-- WHAT NEEDS TO BE DONE --
Exact copies of all the lines below are required, with the pictures omitted.
THE INPUT below:
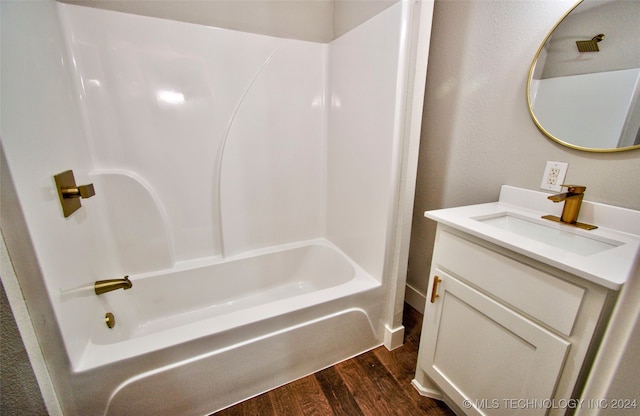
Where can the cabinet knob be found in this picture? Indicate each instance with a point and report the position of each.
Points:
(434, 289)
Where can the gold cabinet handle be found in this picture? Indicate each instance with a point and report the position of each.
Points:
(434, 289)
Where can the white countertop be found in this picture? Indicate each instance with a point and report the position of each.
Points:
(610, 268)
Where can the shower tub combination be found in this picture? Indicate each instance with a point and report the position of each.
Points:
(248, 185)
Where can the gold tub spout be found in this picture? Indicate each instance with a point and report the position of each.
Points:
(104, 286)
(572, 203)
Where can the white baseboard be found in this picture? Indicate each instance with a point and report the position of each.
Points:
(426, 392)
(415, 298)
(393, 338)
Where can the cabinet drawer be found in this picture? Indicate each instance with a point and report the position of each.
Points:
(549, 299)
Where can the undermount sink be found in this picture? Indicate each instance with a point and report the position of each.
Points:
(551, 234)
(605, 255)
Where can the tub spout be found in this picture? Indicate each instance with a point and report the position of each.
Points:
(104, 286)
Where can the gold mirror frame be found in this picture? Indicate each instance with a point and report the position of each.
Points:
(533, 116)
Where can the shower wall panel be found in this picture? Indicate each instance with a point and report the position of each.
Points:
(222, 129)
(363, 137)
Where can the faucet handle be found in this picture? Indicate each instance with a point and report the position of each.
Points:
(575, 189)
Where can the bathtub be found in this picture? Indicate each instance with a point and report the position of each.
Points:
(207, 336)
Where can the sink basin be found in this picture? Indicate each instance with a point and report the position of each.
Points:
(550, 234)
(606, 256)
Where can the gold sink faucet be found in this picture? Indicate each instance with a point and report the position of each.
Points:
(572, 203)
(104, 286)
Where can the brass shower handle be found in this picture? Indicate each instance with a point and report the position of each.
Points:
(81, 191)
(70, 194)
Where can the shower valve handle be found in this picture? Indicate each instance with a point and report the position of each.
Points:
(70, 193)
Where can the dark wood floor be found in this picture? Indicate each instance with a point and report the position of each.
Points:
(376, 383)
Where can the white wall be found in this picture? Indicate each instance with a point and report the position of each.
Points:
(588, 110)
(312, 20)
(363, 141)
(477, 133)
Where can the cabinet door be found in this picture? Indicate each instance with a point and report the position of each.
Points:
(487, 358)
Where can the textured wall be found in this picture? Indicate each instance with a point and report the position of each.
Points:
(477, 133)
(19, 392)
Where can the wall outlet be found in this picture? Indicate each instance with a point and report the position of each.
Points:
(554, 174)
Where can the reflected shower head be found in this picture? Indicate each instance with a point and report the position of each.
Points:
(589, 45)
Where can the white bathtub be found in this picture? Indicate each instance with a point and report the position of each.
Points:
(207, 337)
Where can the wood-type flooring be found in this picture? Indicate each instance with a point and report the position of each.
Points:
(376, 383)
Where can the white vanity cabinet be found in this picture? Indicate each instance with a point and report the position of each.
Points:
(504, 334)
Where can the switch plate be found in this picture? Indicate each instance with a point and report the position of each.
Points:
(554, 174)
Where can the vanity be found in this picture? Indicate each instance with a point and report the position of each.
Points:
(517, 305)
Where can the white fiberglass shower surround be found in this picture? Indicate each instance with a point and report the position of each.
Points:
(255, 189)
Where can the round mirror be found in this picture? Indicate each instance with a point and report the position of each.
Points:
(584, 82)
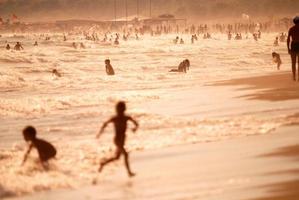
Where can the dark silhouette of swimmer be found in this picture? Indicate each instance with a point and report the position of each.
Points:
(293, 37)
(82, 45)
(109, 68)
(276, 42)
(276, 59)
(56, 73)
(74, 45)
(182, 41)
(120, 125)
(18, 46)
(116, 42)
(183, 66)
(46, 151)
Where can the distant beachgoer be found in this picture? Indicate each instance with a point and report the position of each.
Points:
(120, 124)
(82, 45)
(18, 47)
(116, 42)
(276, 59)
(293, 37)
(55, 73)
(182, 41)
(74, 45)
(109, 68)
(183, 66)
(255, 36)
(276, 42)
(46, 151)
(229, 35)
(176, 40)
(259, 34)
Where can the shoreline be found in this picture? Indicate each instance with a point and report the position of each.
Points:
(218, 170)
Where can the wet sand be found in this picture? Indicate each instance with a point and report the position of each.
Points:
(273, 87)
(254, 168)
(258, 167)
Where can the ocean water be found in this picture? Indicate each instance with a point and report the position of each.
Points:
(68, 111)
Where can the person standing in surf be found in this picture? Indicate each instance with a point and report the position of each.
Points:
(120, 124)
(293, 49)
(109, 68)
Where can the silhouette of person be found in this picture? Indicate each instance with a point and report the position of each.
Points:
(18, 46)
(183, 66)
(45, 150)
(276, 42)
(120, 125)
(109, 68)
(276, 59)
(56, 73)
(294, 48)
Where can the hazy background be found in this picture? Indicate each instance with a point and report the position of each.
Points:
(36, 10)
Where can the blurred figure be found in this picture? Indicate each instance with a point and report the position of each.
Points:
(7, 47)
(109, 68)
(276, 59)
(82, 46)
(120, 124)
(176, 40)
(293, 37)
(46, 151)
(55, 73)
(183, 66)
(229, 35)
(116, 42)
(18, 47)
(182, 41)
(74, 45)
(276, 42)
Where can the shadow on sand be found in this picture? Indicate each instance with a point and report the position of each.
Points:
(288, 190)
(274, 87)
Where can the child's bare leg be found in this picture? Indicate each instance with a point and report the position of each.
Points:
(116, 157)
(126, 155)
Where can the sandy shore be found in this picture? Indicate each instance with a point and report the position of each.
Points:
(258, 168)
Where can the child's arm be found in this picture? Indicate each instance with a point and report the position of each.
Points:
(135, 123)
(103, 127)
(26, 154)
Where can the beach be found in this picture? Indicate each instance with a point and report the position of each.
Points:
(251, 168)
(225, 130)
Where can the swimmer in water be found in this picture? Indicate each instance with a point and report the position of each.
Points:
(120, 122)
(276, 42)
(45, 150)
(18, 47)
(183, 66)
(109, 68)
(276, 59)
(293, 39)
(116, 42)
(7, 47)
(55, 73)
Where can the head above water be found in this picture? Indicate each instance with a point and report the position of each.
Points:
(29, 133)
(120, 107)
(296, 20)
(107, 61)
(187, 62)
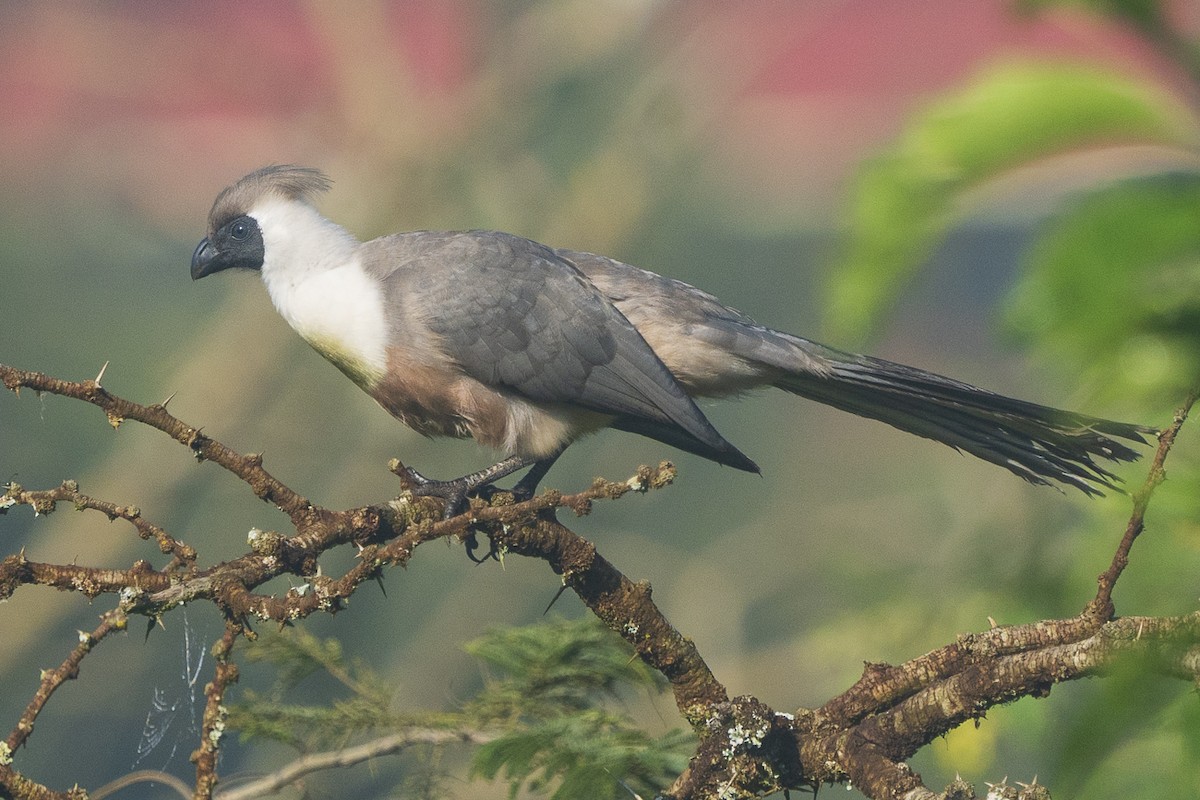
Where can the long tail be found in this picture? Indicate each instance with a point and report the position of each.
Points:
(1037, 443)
End of THE INPUT.
-- RESPONSE TO THIS EXERCISE --
Where can the cabinet knob be found in this picture? Indicate each instance with a point and report the position of each.
Points:
(434, 289)
Where can the gold cabinet handle be found in this picture? Indicate each instance with a point and report the position of each.
Points:
(434, 289)
Where can the white countertop be found in this picture? Indicate each instance with a point and report the position of each.
Points:
(610, 268)
Where can the shower tub combination be found in this picture? Indicate each instance with a point and report the position of each.
Points:
(248, 185)
Where can the gold tub spout be found in this picture? Indicate each instance with a point and report the position of each.
Points:
(104, 286)
(572, 203)
Where can the white baseboard be found in this picture? Indicate each instance with a point and report the position of each.
Points:
(426, 392)
(415, 298)
(393, 338)
Where can the cabinet drawer be found in this picture? Indicate each instance with a point and report the position of each.
Points:
(549, 299)
Where can the undermount sink be found in this picture? Indicate each instance with a point and report the position of each.
Points:
(551, 234)
(605, 255)
Where can the tub spout be found in this picture? Indicate each instance with a point and report the position of each.
Points:
(104, 286)
Where can the gold mirror frame be found in this picture? Indicate each instance with a point and report the position of each.
Points:
(533, 116)
Where can the shower wall panel be found in this picture? Indicate each instance with a point and report the position of each.
Points:
(222, 129)
(363, 137)
Where can the faucet handle be found in this picture? Indicate each instance with a point and report the position of each.
Points:
(575, 189)
Where can the bathtub be found in this picture? Indicate each instance with a point and report the position of each.
Points:
(207, 336)
Where can the sink basin be found in this picture? Indicate each instance with a point and report the position of each.
Points:
(550, 234)
(606, 256)
Where can the gold sink faucet be found in this picture? Indicate each instance with a point and report the position of each.
Points:
(572, 203)
(104, 286)
Where can the brass shower handle be found in this picture? Indicate each instance with a point and report the position of each.
Points:
(81, 191)
(70, 194)
Where can the shower valve handle be found in this picture? Indicate each instance with a point and report the position of each.
Points:
(70, 193)
Where can the dark wood floor be found in this picture? Indicate each instance with a point and report the position of each.
Points:
(376, 383)
Where can the white wall be found in this picture? Indicate each instance with a point and report the position of each.
Points:
(588, 110)
(312, 20)
(363, 141)
(477, 133)
Where can the cabinet door be found in this picture? Indicate each instance with a point and report the position of each.
Points:
(487, 358)
Where can the textured wall be found in this picture? Indicate each instance with a point and report the position of each.
Points:
(477, 133)
(19, 392)
Where can the wall outlet be found in this picture? Indicate each instance with a point and report the position of each.
Points:
(554, 174)
Where can the reflected shower head be found in this picture? Indicate each instance with a point and report the position of each.
Points:
(589, 45)
Where can the white bathtub be found in this picture? Indicate each instance with a point and report the position of each.
Points:
(207, 337)
Where can the wood-type flooring be found in this picture? Indicate each instance with a point and report the position of each.
Points:
(376, 383)
Where can the white vanity cabinet be found in this picture? Indicate each instance with a point and report the position of each.
Points:
(504, 334)
Where can the switch plate be found in this picture? Indicate each instance with a point and report the position of each.
Points:
(554, 174)
Where can the vanity be found in this picture? Indicate each instance with a point and report the position of each.
Points:
(517, 305)
Where can the white fiberglass shower surround be found in this picture? Indicate each instance with a point and report the position of each.
Points:
(255, 189)
Where can the round mirror be found in this picture? Indicate each instance with a point and report the position of each.
Points:
(584, 82)
Where can the dark silhouette of swimmer be found in this picture? Indicate each instance with a point and report the position of each.
Points:
(293, 37)
(82, 45)
(109, 68)
(276, 42)
(276, 59)
(56, 73)
(74, 45)
(182, 41)
(120, 125)
(18, 46)
(116, 42)
(183, 66)
(46, 151)
Where can the distant beachgoer be found in this picture? Indicate each instance with a point and report the position of each.
Points:
(120, 124)
(82, 45)
(18, 47)
(116, 42)
(276, 59)
(293, 37)
(55, 73)
(182, 41)
(74, 45)
(109, 68)
(183, 66)
(255, 36)
(276, 42)
(46, 151)
(229, 35)
(176, 40)
(259, 34)
Where can the shoreline be found in this picture? Indicate each instance with a point and report the position of each.
Points:
(218, 170)
Where can the wet sand be found in this picture? Indicate each instance with a point and report the position of each.
Points:
(273, 87)
(254, 168)
(258, 167)
Where can the ocean water be found in this picture? Indicate each instance with a point and report the position of each.
Points:
(68, 111)
Where can the person standing in surf be found in this picture? Indicate each instance with a point and report the position of each.
Points:
(120, 124)
(293, 49)
(109, 68)
Where can the silhouette of person be found in this picture? Indicate each instance with a point and report the position of each.
Points:
(18, 46)
(183, 66)
(45, 150)
(276, 42)
(120, 125)
(109, 68)
(276, 59)
(56, 73)
(294, 48)
Where can the hazy background be found in this picture? Indicate each instance with a point and report the position of each.
Points:
(36, 10)
Where can the blurred figure be found in this picture? Indicate each instance with a point and report the position of each.
Points:
(7, 47)
(109, 68)
(276, 59)
(82, 46)
(120, 124)
(176, 40)
(293, 37)
(46, 151)
(55, 73)
(183, 66)
(229, 35)
(116, 42)
(18, 47)
(182, 41)
(74, 45)
(276, 42)
Where can the shadow on sand be found in this picture? Indicate each instance with a point and report the position of each.
Points:
(288, 190)
(274, 87)
Where can the child's bare leg be found in this picture? Indicate each instance with a point and report the position of each.
Points:
(116, 157)
(126, 155)
Where can the sandy shore be found in this picture? Indicate each instance with a point and report the position of each.
Points:
(258, 168)
Where can the child's arm be found in this picture? Indicate each instance with a point and report the position of each.
Points:
(135, 123)
(103, 127)
(26, 154)
Where can the beach be found in this picture? Indicate each instance with a point and report the position of each.
Points:
(251, 168)
(225, 130)
Where can the swimmer in water be found in this picture? Indicate each instance with a point and report the position of each.
Points:
(120, 122)
(276, 42)
(45, 150)
(18, 47)
(183, 66)
(109, 68)
(276, 59)
(293, 39)
(116, 42)
(7, 47)
(55, 73)
Where can the head above water be found in this picture? Indicate each instance with a point and report the position of each.
Points:
(29, 133)
(120, 107)
(296, 20)
(107, 61)
(187, 62)
Where can the long tail be found in this picture? Indicate each instance with a point and report the position of each.
Points:
(1037, 443)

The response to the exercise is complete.